OpenAFS certainly wants to satisfy a network file systems event—but again, if openafs depends dkms and dkms runs after rc, then now you’ve forced rc to never depend on network file systems.

Someday rc will go away and none of this will be a problem, but until then let’s try to get things right with rc.

> I'll have to see how this setup behaves if DKMS loads before the legacy
> SysV services, particularly since that might trigger things rather than
> gdm as originally intended for the desktop case.

You mean you’re worried about dkms triggering things too early? dkms does not trigger anything yet, and when there are packages that trigger on dkms, they will ‘start on (stopped dkms_autoinstaller and <other conditions…>)’ so that they won’t trigger too early no matter how early dkms finishes.

Better yet, you could register an event (say) built-module, and do ‘initctl emit built-module MODULE=foo’ for each module foo when it is built, so that other services could “start on (built-module MODULE=foo and <other conditions…>)”.

By the way, you can use the starting-dm event instead of ‘starting gdm or starting kdm or starting xdm’.

On Thu, Dec 10, 2009 at 01:07, Anders Kaseorg <email address hidden> wrote:

> > Now, if you chain that with the openafs upstart job waiting for DKMS to
> > be done and apache/mysql/$favorite_server_service waiting for network
> > file systems to be ready and you've got a very logical ordering to your
> > boot process.

> [Stored data entries]
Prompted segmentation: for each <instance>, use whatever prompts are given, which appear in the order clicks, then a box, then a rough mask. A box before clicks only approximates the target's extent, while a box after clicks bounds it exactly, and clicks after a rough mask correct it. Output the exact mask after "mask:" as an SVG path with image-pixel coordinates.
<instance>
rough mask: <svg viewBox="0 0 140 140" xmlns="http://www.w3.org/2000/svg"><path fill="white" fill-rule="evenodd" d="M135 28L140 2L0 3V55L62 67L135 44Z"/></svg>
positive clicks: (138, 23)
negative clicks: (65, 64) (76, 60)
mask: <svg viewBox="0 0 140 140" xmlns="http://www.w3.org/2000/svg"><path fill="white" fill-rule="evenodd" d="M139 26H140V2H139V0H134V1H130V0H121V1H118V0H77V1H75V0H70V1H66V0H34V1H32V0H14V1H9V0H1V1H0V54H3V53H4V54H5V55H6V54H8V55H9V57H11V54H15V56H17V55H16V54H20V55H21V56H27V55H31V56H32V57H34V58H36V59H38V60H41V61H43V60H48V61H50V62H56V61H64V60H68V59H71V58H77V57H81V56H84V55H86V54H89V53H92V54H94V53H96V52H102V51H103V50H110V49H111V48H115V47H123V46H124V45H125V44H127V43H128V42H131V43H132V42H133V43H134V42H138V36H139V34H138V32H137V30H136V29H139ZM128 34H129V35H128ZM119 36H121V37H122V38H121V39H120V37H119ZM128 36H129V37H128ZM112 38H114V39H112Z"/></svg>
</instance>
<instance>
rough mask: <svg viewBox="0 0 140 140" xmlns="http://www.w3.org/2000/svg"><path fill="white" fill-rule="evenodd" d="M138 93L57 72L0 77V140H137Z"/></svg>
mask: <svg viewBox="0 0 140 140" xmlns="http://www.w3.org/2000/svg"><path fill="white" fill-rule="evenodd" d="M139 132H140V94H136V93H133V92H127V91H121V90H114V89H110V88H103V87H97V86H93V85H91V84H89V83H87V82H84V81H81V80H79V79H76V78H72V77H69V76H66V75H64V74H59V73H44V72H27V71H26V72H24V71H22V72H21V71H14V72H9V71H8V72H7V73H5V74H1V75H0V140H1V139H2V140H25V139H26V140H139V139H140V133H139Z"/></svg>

> [Task list]
**A)** In the boot-ordering thread, which event can be used in place of 'starting gdm or starting kdm or starting xdm'?
**B)** Write a continuation of the boot-ordering thread, beginning right after its last line.
The entries above are not needed for anything here.

> [Results]
**A)** The starting-dm event.

**B)**
>
> Yes yes, I understand that. And I want very much to live in that world.
> But we aren’t going to get there overnight, or even in one release cycle
> (especially with packages being imported from Debian, which still uses
> SysV initscripts). So I’m interested in making the transition to that
> world as smooth as possible, especially when it’s easy.
>

What kind of scale of packages are you talking about? I mean adding upstart
scripts isn't very difficult. I just did it for mysql a week or two ago.
 If the effort is just to get any packages in main by Lucid, I don't see why
it's not achievable.

>
> OpenAFS certainly wants to satisfy a network file systems event—but
> again, if openafs depends dkms and dkms runs after rc, then now you’ve
> forced rc to never depend on network file systems.
>
> Someday rc will go away and none of this will be a problem, but until
> then let’s try to get things right with rc.
>

So am I mistaken, but stopping rc RUNLEVEL=[2345], that means as soon as
runlevel 2 is exited or 3 or 4 or 5, then it would run DKMS right?

You mean you’re worried about dkms triggering things too early? dkms
> does not trigger anything yet, and when there are packages that trigger
> on dkms, they will ‘start on (stopped dkms_autoinstaller and <other
> conditions…>)’ so that they won’t trigger too early no matter how early
> dkms finishes.
>
> Better yet, you could register an event (say) built-module, and do
> ‘initctl emit built-module MODULE=foo’ for each module foo when it is
> built, so that other services could “start on (built-module MODULE=foo
> and <other conditions…>)”.
>

This is a spectacular idea. I've just committed it upstream.

http://linux.dell.com/git/?p=dkms.git;a=commit;h=2acd882f0e28249d05d0bdc88f894cb534824f69

>
> By the way, you can use the starting-dm event instead of ‘starting gdm
> or starting kdm or starting xdm’.
>

I heard that this isn't the proper thing to do in Lucid anymore, and
anything that was doing it will be changed.

> If the effort is just to get any packages in main by Lucid, I don't see why
> it's not achievable.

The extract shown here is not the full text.